:: Exercise directions ::
Return the entries below verbatim. Pictures stay out.

-- -- --

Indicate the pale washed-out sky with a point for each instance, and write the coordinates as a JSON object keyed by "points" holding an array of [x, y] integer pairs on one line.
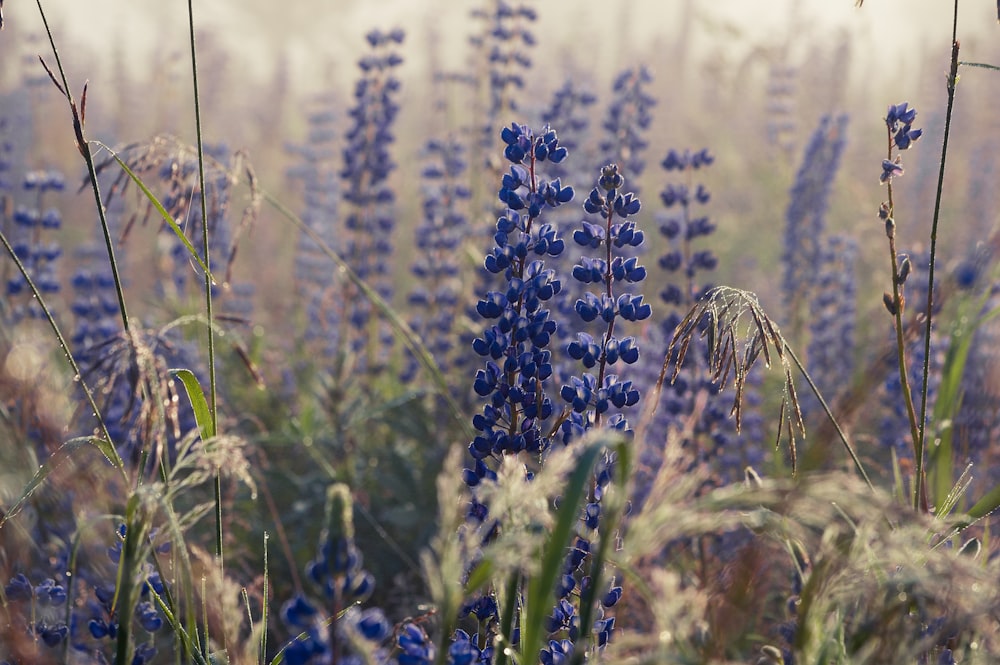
{"points": [[315, 33]]}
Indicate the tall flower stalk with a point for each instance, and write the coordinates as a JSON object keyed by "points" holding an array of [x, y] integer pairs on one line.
{"points": [[900, 136]]}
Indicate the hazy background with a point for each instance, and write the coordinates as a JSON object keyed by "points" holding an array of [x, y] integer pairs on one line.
{"points": [[314, 36], [713, 64]]}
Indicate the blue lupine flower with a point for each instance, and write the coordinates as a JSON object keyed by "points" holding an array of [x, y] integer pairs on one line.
{"points": [[899, 122], [781, 106], [370, 200], [314, 280], [505, 42], [805, 217], [832, 319], [515, 344], [628, 118], [30, 240], [416, 647], [437, 288]]}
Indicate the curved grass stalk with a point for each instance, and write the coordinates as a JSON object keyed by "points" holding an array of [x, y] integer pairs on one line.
{"points": [[212, 388], [109, 450], [79, 118], [952, 83], [739, 332]]}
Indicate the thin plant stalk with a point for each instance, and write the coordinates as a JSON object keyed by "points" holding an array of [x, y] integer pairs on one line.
{"points": [[925, 378], [79, 117], [896, 309], [212, 394], [831, 417], [77, 373]]}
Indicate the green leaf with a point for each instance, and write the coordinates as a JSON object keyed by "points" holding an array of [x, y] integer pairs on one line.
{"points": [[55, 460], [160, 209], [542, 588], [989, 503], [202, 414]]}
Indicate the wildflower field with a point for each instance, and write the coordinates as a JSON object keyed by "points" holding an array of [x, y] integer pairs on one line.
{"points": [[679, 347]]}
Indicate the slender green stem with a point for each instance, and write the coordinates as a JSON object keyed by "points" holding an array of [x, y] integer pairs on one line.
{"points": [[116, 461], [507, 620], [212, 398], [916, 432], [952, 82], [829, 414], [79, 115]]}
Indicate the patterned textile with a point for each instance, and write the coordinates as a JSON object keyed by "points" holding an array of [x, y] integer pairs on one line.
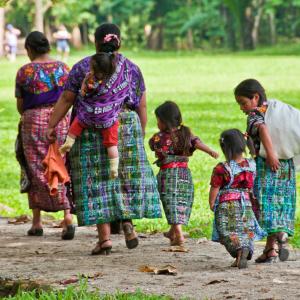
{"points": [[276, 193], [40, 83], [235, 224], [35, 144], [99, 199], [176, 191], [101, 108], [164, 143]]}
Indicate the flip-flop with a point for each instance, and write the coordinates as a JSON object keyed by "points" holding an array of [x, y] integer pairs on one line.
{"points": [[68, 233], [35, 232], [131, 243], [243, 260], [283, 252], [267, 259]]}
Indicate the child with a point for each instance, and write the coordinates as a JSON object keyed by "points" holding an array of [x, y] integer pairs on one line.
{"points": [[102, 67], [173, 144], [230, 198], [274, 128]]}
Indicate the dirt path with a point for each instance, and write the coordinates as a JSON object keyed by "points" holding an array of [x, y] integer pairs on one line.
{"points": [[203, 273]]}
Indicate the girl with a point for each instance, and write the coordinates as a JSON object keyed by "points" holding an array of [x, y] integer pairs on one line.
{"points": [[172, 145], [230, 198], [275, 184], [97, 113]]}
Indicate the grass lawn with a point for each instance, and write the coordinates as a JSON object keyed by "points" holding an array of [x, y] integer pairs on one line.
{"points": [[202, 84]]}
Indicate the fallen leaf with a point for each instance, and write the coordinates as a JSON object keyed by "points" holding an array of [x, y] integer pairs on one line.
{"points": [[217, 281], [69, 281], [176, 249], [92, 276], [165, 270]]}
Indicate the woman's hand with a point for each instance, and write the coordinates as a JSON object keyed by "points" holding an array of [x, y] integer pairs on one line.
{"points": [[214, 154], [51, 134], [273, 162]]}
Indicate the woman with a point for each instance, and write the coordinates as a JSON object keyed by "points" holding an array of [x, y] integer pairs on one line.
{"points": [[100, 200], [275, 182], [38, 86]]}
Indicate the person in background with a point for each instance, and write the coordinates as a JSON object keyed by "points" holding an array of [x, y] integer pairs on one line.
{"points": [[38, 86], [62, 37]]}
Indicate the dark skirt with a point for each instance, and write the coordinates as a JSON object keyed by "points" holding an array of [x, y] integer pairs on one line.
{"points": [[276, 193], [99, 199], [35, 144]]}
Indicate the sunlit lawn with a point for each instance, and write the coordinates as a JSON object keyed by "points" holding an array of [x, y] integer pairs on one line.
{"points": [[201, 84]]}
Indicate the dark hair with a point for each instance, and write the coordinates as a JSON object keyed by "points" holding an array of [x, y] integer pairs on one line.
{"points": [[233, 143], [248, 88], [103, 65], [169, 114], [104, 31], [37, 42]]}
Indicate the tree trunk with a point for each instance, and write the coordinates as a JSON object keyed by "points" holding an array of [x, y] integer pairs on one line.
{"points": [[272, 28], [39, 16], [256, 23], [1, 31], [76, 37]]}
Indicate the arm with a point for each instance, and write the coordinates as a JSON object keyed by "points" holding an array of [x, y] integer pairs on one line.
{"points": [[265, 138], [20, 105], [142, 112], [213, 192], [61, 107], [201, 146]]}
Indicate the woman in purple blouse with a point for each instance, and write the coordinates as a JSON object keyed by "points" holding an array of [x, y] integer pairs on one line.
{"points": [[38, 86], [133, 195]]}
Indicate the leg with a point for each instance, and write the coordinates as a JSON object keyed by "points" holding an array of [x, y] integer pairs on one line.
{"points": [[74, 131], [269, 254], [283, 252], [68, 231], [179, 238], [36, 228], [110, 141], [131, 238], [104, 244]]}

-- -- --

:: Task answer ::
Indicate the pale washed-out sky with a point for each instance, and write the coordinates as a JSON object keyed by "points" holding an array of [x, y] integer pairs on one line.
{"points": [[315, 33]]}
Indicate the tall flower stalk with a point for each instance, and write the coordinates as a JSON object keyed by "points" holding an array of [x, y] integer pairs on one line.
{"points": [[900, 136]]}
Indicate the hazy background with a point for each instance, and write the coordinates as a JSON object keyed by "points" holding an array of [x, y] integer pairs on one line.
{"points": [[314, 36], [713, 64]]}
Indicate the blue lupine flower with a point for each instance, and write the coordinates as a JSON object keyed by "points" holding an array of [x, y] integer pairs on one line.
{"points": [[899, 122], [781, 106], [370, 200], [314, 280], [505, 42], [805, 217], [832, 319], [515, 344], [628, 118], [30, 240], [416, 647], [437, 288]]}
Indicate the curved grass stalk with a point for each instance, and write the coordinates as a JSON object keyed by "points" holding an array of [x, y] integer pairs on one line.
{"points": [[212, 388], [109, 450], [79, 118], [952, 83], [739, 332]]}
Indicate the thin plant stalk with a point for each instance, and write the coordinates as a JSON object keyed by "points" holding an array of [x, y] integer pairs on one line.
{"points": [[925, 378], [79, 117], [896, 309], [212, 394], [831, 417], [77, 373]]}
Indicate the green leaf with a point for each instance, and write the coordinates as a JSON object keyed by "points" holding an array of [x, y] integer pairs on one line.
{"points": [[55, 460], [160, 209], [542, 588], [989, 503], [202, 414]]}
Indicate the wildflower field with a point for each instance, and write the coordinates as a JSON object keyed by "points" holding an array of [x, y] integer pairs on one line.
{"points": [[679, 347]]}
Indicate the slender green stem with a point for each instance, and write the coordinates as a JSON object keyed by "points" holding an array of [x, y] integer pairs on one line.
{"points": [[116, 461], [507, 620], [212, 398], [916, 432], [952, 82], [829, 414], [79, 115]]}
Indicate the patterned textile with a point for each instance, and write the coordinates as a JSON object keyed by "points" holding an array of [x, y] integer pairs on one line.
{"points": [[276, 193], [40, 83], [235, 224], [35, 144], [99, 199], [176, 191], [101, 108], [164, 143]]}
Indicate the flip-flop with a point for each instance, and write the coordinates as a JSON object keyed by "points" holding an array of [x, y] integer pairs on one line.
{"points": [[68, 233], [35, 232], [131, 243], [243, 260], [283, 252], [267, 259]]}
Indicate the child with a point for each instance, and write the coordinates as a JSON object keyed by "points" holding an array of [x, y] integer pairs on one line.
{"points": [[102, 67], [173, 144], [230, 198], [274, 128]]}
Indicate the dirt path with a point for each instance, and write the coordinates as a JSON object keyed by "points" holding an array of [x, y] integer pairs on one line.
{"points": [[203, 273]]}
Indicate the girl with a point for each instance, and write the coordinates as a JSON object keyed by "points" holding an array of [x, y] integer pairs on one line.
{"points": [[172, 145], [230, 198], [275, 184], [97, 113]]}
Indicate the grass lawn with a point for each instance, and write the coordinates as a JSON object keyed by "points" holding an array of [x, y] integer pairs on one line.
{"points": [[202, 84]]}
Indicate the fallen leaf with a point for each instance, and write the coordinates as a JSON object keyed by "points" holding an array of [x, y] integer pairs on one line.
{"points": [[217, 281], [69, 281], [176, 249], [92, 276], [165, 270]]}
Indicate the woman's hand with a point for each instance, and write the coordinates as a JSON object keyed by "points" holding an array of [x, y] integer pairs on one line.
{"points": [[214, 154], [51, 134], [273, 162]]}
Indicate the woman with a point for each instance, and write the coordinates as a JSON object keyed by "points" holding an array of [x, y] integer pairs on one line.
{"points": [[100, 200], [275, 182], [38, 86]]}
Indicate the person in background with a point for each instance, and write the coordinates as a JSON object keyed by "points" holding an array of [x, y] integer pairs on one line.
{"points": [[38, 86], [62, 37]]}
Indicate the dark skirt with a point for each instance, and write the coordinates as a JSON object keyed by "points" holding an array of [x, y] integer pairs on one line.
{"points": [[276, 193], [99, 199], [35, 144]]}
Indicate the sunlit lawn with a point for each instance, and write the coordinates as a JSON object keyed by "points" holding an array of [x, y] integer pairs on one line.
{"points": [[201, 84]]}
Indicate the dark hair with a point for each instance, and write the coordinates as a JSON object keyed by "points" holding an array of [x, y] integer pairs on one line.
{"points": [[233, 143], [248, 88], [103, 65], [169, 114], [104, 31], [37, 42]]}
Indicate the tree trunk with a point for each instance, and write the coordinates as a JSON object keyed by "points" holding an array of [x, y] integer pairs on one line.
{"points": [[272, 28], [39, 16], [256, 23], [1, 31], [76, 37]]}
Indicate the arm with a point for each instance, and write the coordinates as a JSON object keyed by "points" holding an array of [x, y] integer pairs on one line.
{"points": [[265, 138], [20, 105], [142, 112], [213, 192], [61, 107], [201, 146]]}
Indicate the woman in purple blouse with a point for each instance, and write the coordinates as a JSON object keyed by "points" holding an array of [x, y] integer pairs on one line.
{"points": [[38, 86], [133, 195]]}
Indicate the leg with a point for each instance, and write the coordinates as a JSON object keyed by "points" holding an array of [x, y] integer pairs on one line.
{"points": [[74, 131], [269, 254], [283, 252], [68, 231], [179, 238], [36, 228], [110, 141], [131, 238], [104, 244]]}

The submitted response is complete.